◆ **EXTRACTED INFORMATION**

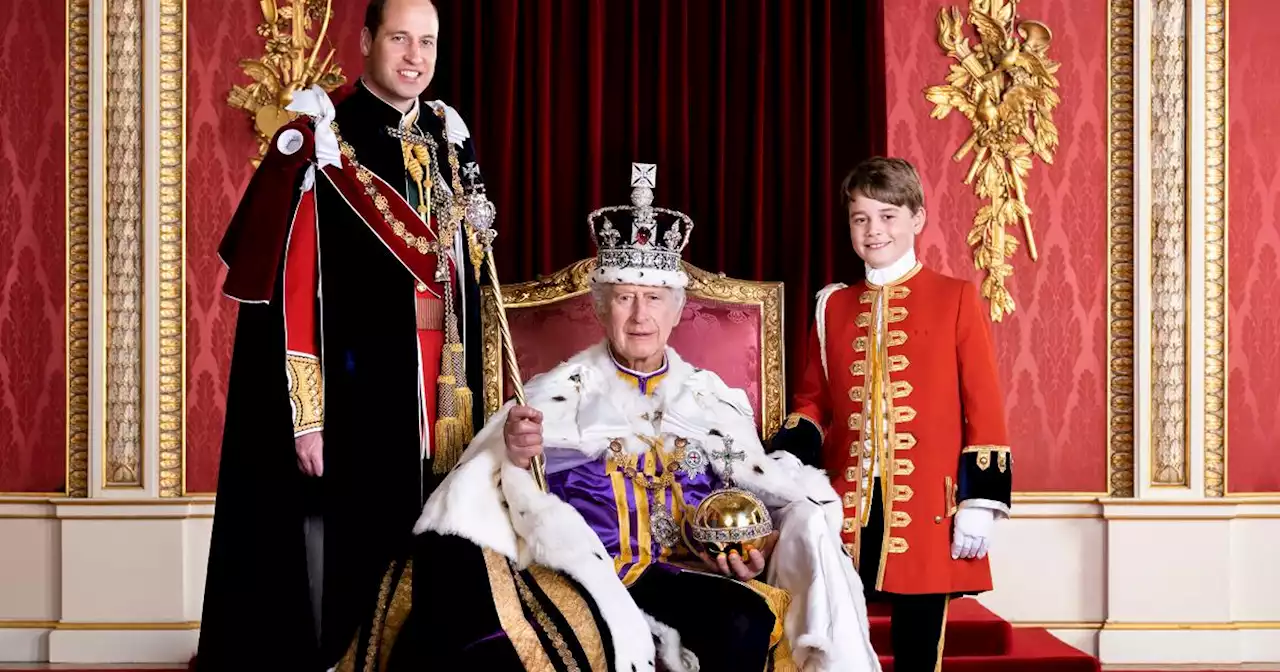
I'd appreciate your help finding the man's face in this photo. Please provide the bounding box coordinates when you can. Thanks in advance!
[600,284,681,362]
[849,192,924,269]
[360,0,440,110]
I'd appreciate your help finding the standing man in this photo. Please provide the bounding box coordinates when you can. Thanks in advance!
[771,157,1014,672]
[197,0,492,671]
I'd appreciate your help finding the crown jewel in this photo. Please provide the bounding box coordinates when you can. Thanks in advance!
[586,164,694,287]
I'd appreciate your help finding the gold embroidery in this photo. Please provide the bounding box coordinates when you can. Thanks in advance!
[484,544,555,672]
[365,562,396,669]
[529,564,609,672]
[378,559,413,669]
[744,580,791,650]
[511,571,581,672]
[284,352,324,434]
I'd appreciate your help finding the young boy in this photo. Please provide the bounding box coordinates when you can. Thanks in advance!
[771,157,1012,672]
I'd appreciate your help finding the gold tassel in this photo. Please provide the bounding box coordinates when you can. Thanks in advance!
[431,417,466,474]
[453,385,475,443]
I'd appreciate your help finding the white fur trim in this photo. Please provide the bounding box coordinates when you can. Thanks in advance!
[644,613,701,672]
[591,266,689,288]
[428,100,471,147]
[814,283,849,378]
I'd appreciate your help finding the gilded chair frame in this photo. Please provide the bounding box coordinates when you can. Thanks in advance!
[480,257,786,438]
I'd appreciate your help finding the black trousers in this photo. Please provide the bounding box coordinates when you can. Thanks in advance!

--

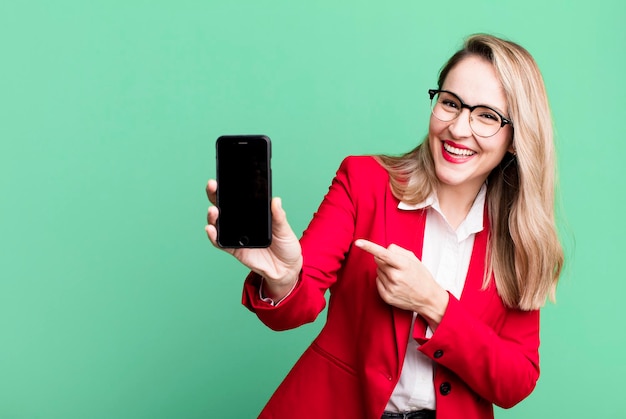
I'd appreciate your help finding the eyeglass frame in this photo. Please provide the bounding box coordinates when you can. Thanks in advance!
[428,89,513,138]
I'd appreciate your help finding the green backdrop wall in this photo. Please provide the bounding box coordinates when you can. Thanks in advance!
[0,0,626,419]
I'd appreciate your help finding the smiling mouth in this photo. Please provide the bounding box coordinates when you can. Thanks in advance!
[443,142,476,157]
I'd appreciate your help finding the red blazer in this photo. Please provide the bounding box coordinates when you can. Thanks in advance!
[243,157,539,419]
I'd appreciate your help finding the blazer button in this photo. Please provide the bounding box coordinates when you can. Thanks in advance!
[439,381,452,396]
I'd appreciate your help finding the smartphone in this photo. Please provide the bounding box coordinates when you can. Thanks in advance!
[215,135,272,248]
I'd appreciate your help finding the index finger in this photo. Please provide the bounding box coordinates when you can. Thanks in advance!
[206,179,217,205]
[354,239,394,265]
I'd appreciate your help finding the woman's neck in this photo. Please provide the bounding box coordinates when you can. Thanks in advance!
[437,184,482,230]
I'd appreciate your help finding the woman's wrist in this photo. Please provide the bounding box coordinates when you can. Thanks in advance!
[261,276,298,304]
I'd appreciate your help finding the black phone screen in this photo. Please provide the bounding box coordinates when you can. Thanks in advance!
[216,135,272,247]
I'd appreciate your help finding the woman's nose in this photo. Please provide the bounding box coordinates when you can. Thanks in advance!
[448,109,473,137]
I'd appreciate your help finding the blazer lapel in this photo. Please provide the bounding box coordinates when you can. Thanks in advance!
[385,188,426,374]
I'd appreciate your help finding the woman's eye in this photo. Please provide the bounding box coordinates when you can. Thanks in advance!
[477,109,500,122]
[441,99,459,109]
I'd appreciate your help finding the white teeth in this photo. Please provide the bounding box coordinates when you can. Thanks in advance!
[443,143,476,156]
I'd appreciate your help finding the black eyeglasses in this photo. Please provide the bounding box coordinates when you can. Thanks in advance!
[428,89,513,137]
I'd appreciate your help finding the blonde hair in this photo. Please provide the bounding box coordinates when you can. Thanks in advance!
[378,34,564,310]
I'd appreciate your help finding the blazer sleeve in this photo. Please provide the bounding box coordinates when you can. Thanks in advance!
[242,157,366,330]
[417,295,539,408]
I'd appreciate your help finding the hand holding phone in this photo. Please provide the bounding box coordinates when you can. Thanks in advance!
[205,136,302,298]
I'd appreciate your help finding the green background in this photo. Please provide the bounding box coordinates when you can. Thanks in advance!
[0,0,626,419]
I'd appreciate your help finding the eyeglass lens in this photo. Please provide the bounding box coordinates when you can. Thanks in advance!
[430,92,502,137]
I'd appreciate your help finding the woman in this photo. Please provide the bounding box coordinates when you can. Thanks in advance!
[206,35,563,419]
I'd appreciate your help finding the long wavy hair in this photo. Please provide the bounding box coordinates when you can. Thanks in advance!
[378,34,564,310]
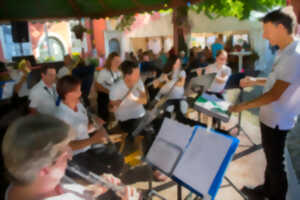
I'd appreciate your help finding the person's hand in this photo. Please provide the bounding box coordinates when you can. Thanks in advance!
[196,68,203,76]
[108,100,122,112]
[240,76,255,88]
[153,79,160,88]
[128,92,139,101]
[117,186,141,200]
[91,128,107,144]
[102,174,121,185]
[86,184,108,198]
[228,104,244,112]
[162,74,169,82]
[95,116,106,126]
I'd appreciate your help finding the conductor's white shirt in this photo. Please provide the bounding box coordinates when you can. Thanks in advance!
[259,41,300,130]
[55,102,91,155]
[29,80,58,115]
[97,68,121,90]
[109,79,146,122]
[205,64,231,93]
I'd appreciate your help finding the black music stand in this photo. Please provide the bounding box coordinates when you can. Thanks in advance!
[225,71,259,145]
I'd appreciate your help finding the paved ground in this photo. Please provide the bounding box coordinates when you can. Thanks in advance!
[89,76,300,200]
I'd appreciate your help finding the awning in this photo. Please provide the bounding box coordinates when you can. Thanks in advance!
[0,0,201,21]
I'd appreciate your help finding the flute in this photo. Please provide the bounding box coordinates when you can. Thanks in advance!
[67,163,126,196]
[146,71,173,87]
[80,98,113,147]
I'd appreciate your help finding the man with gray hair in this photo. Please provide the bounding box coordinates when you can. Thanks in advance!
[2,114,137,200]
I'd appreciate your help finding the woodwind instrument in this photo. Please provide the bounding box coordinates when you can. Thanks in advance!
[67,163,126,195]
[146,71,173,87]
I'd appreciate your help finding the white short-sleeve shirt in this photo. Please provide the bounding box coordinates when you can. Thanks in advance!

==

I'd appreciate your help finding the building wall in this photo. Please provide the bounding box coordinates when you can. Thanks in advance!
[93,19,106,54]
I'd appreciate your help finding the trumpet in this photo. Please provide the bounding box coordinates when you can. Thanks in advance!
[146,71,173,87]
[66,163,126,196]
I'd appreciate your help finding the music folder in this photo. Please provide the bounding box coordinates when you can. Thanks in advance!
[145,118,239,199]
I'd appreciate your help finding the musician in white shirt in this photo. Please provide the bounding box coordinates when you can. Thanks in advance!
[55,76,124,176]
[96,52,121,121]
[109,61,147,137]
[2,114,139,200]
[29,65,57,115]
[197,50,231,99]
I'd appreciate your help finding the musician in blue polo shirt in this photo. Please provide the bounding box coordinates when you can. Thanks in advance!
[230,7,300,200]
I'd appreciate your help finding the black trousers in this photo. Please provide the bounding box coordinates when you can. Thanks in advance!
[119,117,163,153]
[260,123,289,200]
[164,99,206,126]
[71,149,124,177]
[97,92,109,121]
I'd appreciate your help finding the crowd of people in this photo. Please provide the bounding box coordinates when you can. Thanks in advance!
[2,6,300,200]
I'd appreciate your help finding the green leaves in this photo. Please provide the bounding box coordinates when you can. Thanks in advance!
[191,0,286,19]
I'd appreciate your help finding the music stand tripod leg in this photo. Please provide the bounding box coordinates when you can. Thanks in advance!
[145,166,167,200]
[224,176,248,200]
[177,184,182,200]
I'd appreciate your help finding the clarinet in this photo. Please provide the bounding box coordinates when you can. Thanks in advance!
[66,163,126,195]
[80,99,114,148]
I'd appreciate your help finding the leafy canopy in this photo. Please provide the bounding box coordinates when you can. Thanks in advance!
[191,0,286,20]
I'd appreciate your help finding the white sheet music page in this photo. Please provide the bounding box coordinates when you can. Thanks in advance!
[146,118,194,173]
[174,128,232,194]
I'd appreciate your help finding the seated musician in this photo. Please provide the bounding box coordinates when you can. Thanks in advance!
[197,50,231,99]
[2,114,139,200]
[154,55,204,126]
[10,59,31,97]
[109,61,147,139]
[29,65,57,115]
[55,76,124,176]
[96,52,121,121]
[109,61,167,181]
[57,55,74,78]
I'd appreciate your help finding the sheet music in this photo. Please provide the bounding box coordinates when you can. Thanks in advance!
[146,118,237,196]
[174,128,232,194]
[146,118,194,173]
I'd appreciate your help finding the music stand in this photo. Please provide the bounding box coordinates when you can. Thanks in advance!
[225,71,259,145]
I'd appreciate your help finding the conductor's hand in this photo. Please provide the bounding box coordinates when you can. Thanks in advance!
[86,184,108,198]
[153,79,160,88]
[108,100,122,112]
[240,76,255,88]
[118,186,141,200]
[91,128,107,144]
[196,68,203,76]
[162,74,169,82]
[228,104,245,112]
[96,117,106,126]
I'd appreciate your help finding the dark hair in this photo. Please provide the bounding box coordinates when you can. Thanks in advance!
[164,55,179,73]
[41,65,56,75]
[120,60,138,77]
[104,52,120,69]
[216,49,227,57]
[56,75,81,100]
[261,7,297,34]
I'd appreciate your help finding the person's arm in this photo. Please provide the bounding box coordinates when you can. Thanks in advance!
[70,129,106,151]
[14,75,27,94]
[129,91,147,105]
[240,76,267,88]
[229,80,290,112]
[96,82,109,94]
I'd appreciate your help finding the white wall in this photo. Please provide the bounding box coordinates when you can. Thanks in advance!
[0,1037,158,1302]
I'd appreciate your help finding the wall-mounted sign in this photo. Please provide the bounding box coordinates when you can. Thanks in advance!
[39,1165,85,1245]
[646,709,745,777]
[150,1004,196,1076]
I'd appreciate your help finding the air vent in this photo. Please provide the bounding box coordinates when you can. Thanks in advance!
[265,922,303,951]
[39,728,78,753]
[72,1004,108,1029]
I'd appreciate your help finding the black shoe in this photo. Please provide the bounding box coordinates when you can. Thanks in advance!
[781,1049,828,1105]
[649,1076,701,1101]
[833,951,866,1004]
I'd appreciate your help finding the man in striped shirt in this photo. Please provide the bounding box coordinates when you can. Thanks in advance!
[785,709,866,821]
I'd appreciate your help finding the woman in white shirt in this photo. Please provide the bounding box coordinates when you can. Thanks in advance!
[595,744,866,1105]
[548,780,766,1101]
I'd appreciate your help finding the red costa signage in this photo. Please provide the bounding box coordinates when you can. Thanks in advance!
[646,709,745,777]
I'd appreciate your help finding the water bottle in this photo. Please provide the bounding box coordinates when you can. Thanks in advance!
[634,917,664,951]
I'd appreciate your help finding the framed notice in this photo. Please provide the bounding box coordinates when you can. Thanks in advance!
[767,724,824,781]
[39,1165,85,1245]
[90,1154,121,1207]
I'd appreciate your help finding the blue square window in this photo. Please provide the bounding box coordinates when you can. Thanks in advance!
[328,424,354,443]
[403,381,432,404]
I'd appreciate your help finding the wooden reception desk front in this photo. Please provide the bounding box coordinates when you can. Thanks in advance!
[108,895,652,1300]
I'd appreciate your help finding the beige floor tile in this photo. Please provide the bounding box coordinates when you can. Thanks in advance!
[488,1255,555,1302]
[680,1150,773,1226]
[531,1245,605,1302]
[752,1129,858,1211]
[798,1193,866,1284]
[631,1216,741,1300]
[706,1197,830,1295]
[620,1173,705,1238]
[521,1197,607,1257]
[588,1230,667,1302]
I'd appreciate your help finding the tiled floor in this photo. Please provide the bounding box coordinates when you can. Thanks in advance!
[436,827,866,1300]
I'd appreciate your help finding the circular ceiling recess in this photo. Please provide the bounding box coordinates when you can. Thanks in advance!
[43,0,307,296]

◆ **SET EXERCISE**
Recast the lines from the line with "I'd appreciate your help finding the music folder" to the line with "[145,118,239,199]" as a two-column CSV with the header input,output, putting each text in input and its answer in output on one row. Put each field in double quotes and replace any line breaks with spaces.

◆ **COMPLETED TASK**
input,output
"I'd appreciate your help finding the music folder in this photo. Please provide the bounding box coordinates when you can. Thanks in advance!","[145,118,239,199]"